* BEGIN Document extract *
Two years ago, following the departure of Zappa's long-time engineer Bob Stone, Spence was recruited, on the recommendation of Todd Yvega, to man Zappa's Neve console, where he now sits ten hours a day, five days a week.

Spencer Chrislu, interviewed by Andrew Greenaway, March 6, 2020

How did you come to work with Frank?

Through my association with Todd Yvega. Todd and I met within the first six months of me living in Los Angeles. I had moved to the Enterprise Studios and Todd was in the first session that I worked on over at Enterprise.

Where are you originally from?

I'm originally from Chicago. I had just gotten out of the University of Illinois. And then I was actually living in Nashville for a couple of years after school. Then I came up from Nashville to California to seek my fame and fortune!

So Todd introduced you . . .?

Well Todd and I had worked together for years. I think we met in 1986. We had known each other and had been working on and off on various projects. And then, in the summer of 1991, the Ensemble Modern had just visited Frank's house. At the time, I was working at a different studio, and Todd had come to me and asked if I wanted to come in and interview for Frank. He and his engineer had parted ways, and there was an opening.

And I said, "No!" [laughs]. I couldn't imagine taking the position as I had heard of Frank's reputation for being a taskmaster. I knew of stories where he'd stop a concert in the middle of a song because someone had made a mistake.

I think Todd and David Dondorf between them had done the recordings when the Ensemble was there for the first rehearsals, and Todd asked me if I wanted to come up. He went over it and told me how great it was working for Frank—how he wasn't anything like the person people thought and what a great person he was to work with. Todd also related that they had just installed a new console there which he thought might suit me. So I took him up on his offer and went up to meet Frank and, yeah, we went from there.

And what was the first project you worked on for him?

As you're probably aware, Frank never worked on one thing at a time. During our interview, he asked me what I knew about the new console and what could I do with it. He seemed completely uninterested when I said yes to his various questions, but his ears pricked up when he asked another question and I said, "Oh, I don't know that." He thought that was more interesting than the things I did know. I felt that was kind of strange, and I didn't know what to make of it.
* END Document extract *
* BEGIN Supplied information *
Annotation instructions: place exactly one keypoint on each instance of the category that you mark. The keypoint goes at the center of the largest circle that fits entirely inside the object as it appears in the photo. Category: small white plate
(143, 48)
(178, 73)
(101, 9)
* END Supplied information *
> [What is needed]
Reproduce the Spencer Chrislu interview excerpt above in full, word for word.

> [Completed exercise]
Two years ago, following the departure of Zappa's long-time engineer Bob Stone, Spence was recruited, on the recommendation of Todd Yvega, to man Zappa's Neve console, where he now sits ten hours a day, five days a week.

Spencer Chrislu, interviewed by Andrew Greenaway, March 6, 2020

How did you come to work with Frank?

Through my association with Todd Yvega. Todd and I met within the first six months of me living in Los Angeles. I had moved to the Enterprise Studios and Todd was in the first session that I worked on over at Enterprise.

Where are you originally from?

I'm originally from Chicago. I had just gotten out of the University of Illinois. And then I was actually living in Nashville for a couple of years after school. Then I came up from Nashville to California to seek my fame and fortune!

So Todd introduced you . . .?

Well Todd and I had worked together for years. I think we met in 1986. We had known each other and had been working on and off on various projects. And then, in the summer of 1991, the Ensemble Modern had just visited Frank's house. At the time, I was working at a different studio, and Todd had come to me and asked if I wanted to come in and interview for Frank. He and his engineer had parted ways, and there was an opening.

And I said, "No!" [laughs]. I couldn't imagine taking the position as I had heard of Frank's reputation for being a taskmaster. I knew of stories where he'd stop a concert in the middle of a song because someone had made a mistake.

I think Todd and David Dondorf between them had done the recordings when the Ensemble was there for the first rehearsals, and Todd asked me if I wanted to come up. He went over it and told me how great it was working for Frank—how he wasn't anything like the person people thought and what a great person he was to work with. Todd also related that they had just installed a new console there which he thought might suit me. So I took him up on his offer and went up to meet Frank and, yeah, we went from there.

And what was the first project you worked on for him?

As you're probably aware, Frank never worked on one thing at a time. During our interview, he asked me what I knew about the new console and what could I do with it. He seemed completely uninterested when I said yes to his various questions, but his ears pricked up when he asked another question and I said, "Oh, I don't know that." He thought that was more interesting than the things I did know. I felt that was kind of strange, and I didn't know what to make of it.